Rewrite the lines starting at the one that contains "The scan above contains the beige" and ending at the one that contains "[761,193,1058,278]", keeping all their other text unchanged. Shift each bounding-box coordinate up by 125.

(Records from a collection)
▽
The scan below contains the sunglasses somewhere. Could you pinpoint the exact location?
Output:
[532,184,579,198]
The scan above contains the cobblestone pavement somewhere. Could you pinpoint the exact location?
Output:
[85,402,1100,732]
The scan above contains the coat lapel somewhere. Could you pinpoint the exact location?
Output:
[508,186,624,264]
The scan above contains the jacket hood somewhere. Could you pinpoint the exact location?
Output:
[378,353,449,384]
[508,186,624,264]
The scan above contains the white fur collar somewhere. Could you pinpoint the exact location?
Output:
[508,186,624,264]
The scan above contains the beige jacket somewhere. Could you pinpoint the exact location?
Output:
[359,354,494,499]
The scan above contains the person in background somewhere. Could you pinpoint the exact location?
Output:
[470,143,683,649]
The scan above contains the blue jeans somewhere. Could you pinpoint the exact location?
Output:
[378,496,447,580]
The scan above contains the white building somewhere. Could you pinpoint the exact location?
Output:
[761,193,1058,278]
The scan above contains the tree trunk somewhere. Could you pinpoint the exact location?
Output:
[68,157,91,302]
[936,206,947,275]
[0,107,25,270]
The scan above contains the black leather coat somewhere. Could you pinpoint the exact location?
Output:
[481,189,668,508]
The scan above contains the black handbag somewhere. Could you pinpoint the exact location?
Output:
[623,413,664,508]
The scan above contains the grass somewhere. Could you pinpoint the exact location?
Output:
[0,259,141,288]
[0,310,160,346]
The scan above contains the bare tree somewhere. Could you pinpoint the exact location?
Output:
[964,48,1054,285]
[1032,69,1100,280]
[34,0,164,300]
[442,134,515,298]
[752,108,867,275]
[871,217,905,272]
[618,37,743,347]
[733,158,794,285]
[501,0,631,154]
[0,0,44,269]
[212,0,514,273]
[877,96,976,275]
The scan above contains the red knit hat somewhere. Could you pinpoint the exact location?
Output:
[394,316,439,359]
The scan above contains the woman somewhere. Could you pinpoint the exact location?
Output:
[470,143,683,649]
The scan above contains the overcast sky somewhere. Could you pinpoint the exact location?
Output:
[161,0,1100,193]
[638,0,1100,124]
△
Task answer ->
The scan above contains the beige jacket somewhere. Could you pinpoint the exact location?
Output:
[484,479,619,624]
The scan above contains the person in background somewhere. Could you pinpoint the exact location?
Output:
[595,268,808,774]
The scan above contains the blue jeans somewhere. Could you pinpoint the exact location?
Output:
[503,621,572,705]
The scan above contains the white building somewhere. Could you pinpoint the exact location?
Output:
[886,318,1183,403]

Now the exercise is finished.